### WHAT YOU NEED TO DO:
a. According to the article on baseball playoffs, over what span of time has the stathead crowd made its progress?
b. Carry on the article about the baseball playoffs from its final sentence.

### SELECTED TEXT:
Yes, the Playoffs Are Still a Crapshoot

Freddie Freeman
Orlando Ramirez-USA TODAY Sports

We live in an era where every team, to some degree or another, embraces modern analytics when assessing itself and the rest of the league. Wanting to know about the numbers that drive baseball has filtered into fandom as well, which is why you’re here on this very website! But despite all the progress the stathead crowd has made over the last quarter-century, when it comes to the playoffs and playoff results, many fans seem more inclined to defenestrate the numbers and attribute the losses to all sorts of causative elements beyond a surplus or dearth of players just happening to have particularly good games that week.

### PROVIDED DATA:
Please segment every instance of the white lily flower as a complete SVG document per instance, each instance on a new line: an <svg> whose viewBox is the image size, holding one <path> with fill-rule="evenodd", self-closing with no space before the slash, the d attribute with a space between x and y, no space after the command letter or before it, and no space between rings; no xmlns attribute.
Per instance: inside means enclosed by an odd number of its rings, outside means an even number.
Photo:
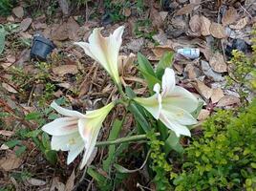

### RESPONSES IN ORDER:
a. The last quarter-century.

b.
In the worst case, failing to win two of three games or three of five is attributed to some kind of character flaw. At best, the loss is because of some fundamental flaw in a team’s construction, typically something that sabermetrics is to blame for, no matter whether the team is sabermetrically inclined or not. Here’s one example of very common thinking along these lines just from the last couple of days. It’s from a fan on Reddit, so I’m not specifically attributing them, mainly because I don’t want to risk social media pile-ons:

The postseason is the real season from now on, so the focus shouldn’t be on sabermetrics as much as it has been. With the playoffs being expanded, 111 wins doesn’t mean squat. Shift some of the focus to bringing in guys who play with fire and aggressiveness and will situationally hit rather than live and die by the long ball. If it costs us some wins during the regular season, so what?? It’s the little things that win the most important games.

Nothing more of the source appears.